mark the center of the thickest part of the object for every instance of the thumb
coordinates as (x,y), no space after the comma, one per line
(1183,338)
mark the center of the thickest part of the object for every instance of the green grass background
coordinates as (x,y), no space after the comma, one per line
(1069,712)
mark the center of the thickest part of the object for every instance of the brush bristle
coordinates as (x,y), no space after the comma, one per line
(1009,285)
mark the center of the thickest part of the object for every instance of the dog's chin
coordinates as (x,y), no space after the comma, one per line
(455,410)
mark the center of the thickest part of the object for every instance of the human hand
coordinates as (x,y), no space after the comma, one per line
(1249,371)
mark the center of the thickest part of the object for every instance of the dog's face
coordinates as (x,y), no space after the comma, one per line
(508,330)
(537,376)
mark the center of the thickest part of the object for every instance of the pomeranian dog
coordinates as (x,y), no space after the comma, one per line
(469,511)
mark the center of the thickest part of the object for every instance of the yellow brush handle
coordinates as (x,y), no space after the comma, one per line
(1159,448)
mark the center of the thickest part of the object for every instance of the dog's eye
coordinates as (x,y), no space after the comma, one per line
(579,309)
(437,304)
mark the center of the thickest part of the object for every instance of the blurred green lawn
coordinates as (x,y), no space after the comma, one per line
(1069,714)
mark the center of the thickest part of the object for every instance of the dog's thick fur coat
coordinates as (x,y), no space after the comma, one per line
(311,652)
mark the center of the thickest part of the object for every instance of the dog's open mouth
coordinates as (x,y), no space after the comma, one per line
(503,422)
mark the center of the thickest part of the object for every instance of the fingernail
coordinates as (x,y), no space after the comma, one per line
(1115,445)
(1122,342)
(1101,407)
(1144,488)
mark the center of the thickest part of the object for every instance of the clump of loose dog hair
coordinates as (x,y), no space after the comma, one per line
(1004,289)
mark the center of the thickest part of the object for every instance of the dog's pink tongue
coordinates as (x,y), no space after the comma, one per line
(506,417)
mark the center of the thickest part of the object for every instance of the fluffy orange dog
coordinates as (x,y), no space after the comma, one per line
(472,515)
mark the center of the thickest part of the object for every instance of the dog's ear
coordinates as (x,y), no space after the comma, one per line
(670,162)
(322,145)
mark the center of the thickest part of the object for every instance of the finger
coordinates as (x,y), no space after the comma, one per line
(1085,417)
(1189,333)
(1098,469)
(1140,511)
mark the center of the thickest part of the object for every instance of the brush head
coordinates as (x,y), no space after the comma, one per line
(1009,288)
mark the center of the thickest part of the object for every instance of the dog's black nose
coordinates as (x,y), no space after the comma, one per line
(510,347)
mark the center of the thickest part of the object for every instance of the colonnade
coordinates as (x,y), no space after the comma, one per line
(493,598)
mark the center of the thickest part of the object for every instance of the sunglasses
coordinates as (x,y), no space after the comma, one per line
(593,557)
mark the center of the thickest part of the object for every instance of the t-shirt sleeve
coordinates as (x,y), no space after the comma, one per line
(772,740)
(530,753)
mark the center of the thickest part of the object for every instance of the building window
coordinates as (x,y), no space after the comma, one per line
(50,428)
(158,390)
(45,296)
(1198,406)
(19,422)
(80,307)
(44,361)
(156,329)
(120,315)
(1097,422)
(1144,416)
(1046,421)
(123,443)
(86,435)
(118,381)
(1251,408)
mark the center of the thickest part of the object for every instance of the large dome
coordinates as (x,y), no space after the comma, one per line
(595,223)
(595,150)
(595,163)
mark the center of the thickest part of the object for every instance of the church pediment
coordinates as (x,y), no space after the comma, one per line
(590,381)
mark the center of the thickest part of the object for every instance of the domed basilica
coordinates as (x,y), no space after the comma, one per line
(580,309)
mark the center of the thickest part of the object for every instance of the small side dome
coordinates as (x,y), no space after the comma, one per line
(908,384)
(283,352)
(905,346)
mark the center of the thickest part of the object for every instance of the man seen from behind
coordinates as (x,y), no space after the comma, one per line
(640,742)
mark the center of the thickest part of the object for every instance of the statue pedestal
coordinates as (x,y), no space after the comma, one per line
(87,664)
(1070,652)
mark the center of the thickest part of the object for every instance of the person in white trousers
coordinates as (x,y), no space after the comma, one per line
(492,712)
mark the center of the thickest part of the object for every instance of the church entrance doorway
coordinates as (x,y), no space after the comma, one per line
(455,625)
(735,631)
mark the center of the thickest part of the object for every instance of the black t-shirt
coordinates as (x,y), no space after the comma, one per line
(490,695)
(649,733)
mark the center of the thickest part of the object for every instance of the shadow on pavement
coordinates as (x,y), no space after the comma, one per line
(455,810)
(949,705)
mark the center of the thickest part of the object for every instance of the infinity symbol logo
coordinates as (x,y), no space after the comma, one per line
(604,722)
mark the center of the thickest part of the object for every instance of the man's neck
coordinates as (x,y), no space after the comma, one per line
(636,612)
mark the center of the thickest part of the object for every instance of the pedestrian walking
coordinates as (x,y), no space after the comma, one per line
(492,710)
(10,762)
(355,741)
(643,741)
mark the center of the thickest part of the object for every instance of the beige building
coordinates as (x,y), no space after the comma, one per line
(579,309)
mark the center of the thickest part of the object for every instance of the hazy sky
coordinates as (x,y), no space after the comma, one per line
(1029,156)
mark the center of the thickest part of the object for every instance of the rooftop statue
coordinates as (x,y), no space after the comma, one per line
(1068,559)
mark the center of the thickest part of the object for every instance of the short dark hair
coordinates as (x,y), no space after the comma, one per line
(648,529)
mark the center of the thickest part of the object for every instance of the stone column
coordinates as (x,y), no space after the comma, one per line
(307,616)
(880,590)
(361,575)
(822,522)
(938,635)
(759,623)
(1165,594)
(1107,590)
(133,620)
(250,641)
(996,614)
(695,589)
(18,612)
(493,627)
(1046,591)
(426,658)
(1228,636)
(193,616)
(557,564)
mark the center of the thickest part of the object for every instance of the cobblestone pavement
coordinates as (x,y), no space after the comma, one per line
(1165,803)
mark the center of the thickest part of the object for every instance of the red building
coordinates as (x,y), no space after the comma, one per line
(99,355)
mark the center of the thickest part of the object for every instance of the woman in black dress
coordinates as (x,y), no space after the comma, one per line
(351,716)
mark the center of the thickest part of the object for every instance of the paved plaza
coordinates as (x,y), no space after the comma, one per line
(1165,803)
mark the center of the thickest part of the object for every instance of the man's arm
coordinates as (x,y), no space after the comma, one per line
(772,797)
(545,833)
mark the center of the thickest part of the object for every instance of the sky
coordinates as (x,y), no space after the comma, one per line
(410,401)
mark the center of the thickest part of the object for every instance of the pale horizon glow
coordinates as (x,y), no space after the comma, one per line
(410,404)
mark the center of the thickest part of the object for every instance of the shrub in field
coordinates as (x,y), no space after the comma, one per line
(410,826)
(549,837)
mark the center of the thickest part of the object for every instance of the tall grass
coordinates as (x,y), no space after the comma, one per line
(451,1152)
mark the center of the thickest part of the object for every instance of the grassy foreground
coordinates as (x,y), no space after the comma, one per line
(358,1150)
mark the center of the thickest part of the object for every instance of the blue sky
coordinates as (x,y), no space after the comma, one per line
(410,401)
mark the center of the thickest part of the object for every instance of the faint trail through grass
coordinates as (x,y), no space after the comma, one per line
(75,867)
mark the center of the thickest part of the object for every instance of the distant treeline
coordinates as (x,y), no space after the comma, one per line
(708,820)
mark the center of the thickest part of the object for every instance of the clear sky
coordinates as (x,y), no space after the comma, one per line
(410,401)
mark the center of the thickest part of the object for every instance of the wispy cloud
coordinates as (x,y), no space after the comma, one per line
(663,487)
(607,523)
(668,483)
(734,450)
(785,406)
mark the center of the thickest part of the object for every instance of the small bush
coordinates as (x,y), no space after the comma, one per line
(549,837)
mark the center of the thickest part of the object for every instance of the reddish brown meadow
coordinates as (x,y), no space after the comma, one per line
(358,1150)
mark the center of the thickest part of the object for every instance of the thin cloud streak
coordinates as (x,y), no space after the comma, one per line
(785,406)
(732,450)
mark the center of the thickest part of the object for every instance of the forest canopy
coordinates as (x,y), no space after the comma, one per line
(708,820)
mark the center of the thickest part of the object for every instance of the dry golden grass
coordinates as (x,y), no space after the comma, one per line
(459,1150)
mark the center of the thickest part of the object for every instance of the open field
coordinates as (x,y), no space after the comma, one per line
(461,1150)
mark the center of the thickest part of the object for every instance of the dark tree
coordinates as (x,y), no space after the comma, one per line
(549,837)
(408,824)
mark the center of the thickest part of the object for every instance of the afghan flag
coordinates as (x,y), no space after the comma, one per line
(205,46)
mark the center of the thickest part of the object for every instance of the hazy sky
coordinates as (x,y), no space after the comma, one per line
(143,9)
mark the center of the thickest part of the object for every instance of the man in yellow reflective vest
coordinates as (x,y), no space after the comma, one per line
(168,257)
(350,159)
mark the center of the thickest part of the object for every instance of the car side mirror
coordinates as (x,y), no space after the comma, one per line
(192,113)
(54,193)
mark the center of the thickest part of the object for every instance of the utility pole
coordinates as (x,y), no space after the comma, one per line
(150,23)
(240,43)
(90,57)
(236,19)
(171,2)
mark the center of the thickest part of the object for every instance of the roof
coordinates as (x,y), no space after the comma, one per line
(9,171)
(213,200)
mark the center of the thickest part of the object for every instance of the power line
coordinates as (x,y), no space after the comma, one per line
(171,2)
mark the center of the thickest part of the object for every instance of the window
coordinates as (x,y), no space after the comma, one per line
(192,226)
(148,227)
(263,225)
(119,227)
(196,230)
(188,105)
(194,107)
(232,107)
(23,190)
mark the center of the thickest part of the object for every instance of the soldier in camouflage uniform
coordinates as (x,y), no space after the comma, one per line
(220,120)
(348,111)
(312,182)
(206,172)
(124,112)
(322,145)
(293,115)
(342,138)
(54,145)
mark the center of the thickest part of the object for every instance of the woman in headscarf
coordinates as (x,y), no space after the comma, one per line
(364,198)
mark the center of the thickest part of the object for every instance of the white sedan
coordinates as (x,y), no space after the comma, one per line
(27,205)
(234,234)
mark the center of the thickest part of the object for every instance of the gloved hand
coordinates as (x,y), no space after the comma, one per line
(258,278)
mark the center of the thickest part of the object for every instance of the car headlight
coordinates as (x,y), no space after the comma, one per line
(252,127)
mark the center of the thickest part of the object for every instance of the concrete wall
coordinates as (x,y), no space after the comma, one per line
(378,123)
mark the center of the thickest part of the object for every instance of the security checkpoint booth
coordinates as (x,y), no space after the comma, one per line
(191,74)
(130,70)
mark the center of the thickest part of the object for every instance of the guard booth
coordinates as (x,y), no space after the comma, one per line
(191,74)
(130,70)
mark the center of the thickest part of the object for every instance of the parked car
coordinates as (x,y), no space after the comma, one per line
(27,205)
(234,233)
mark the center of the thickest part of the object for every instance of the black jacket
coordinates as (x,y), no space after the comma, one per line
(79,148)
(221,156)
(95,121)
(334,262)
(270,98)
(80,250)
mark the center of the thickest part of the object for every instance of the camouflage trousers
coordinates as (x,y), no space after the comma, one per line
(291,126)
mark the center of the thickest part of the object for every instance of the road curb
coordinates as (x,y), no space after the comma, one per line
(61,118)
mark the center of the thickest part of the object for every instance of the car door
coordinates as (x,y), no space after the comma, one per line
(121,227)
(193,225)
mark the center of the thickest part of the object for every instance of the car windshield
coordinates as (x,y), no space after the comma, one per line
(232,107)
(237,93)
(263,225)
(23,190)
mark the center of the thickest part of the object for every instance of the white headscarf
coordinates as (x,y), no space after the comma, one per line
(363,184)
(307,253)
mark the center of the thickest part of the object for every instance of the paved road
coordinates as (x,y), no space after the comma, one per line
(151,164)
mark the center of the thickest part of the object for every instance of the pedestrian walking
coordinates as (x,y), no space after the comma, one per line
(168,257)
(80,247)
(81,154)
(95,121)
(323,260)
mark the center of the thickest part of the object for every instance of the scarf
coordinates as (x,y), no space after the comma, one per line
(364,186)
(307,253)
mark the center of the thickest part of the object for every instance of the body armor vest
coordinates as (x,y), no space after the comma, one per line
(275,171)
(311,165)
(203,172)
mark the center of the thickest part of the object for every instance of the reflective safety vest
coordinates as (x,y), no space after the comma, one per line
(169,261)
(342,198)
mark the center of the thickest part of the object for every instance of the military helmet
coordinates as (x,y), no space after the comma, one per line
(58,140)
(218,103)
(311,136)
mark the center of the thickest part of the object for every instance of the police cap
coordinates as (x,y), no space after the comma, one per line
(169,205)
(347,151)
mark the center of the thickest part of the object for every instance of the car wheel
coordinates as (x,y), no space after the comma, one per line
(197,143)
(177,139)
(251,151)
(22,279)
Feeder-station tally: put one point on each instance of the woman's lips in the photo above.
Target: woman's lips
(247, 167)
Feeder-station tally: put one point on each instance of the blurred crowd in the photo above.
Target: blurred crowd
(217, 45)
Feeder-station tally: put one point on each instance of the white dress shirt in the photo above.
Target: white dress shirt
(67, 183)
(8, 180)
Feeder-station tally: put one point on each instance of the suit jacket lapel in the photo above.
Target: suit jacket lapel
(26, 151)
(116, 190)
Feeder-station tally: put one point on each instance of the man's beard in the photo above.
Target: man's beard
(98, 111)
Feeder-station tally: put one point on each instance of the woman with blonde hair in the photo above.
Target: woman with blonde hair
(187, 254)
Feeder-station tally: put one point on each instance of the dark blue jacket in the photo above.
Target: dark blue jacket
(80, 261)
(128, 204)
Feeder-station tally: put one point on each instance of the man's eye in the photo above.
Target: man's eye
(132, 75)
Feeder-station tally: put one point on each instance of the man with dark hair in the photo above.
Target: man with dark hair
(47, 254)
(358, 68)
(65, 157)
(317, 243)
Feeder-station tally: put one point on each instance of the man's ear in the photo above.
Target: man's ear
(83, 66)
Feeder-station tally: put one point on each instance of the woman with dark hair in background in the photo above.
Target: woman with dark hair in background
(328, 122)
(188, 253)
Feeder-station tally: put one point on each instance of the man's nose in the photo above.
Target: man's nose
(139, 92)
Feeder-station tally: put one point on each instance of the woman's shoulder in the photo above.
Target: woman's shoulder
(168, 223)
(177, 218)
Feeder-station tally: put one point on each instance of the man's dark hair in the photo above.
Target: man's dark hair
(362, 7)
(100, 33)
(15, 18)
* * *
*WORK REQUIRED*
Referring to the material above, set down exactly the lines between the line with "the car headlight" and the line with "the guard booth", inclusive, and no other lines.

*SOLVED EXERCISE*
mark the center of the thickest part of the object for every instance of the car headlight
coordinates as (x,y), no space after the comma, one per line
(252,127)
mark the center of the thickest part of the object for every instance of the concrete wall
coordinates as (x,y), no space after the comma, one per line
(378,123)
mark the center of the thickest part of the object for every instance of the security checkpoint booth
coordinates as (x,y), no space after the comma, one per line
(191,74)
(130,70)
mark the center of the thickest part of the object for every instance of the guard booth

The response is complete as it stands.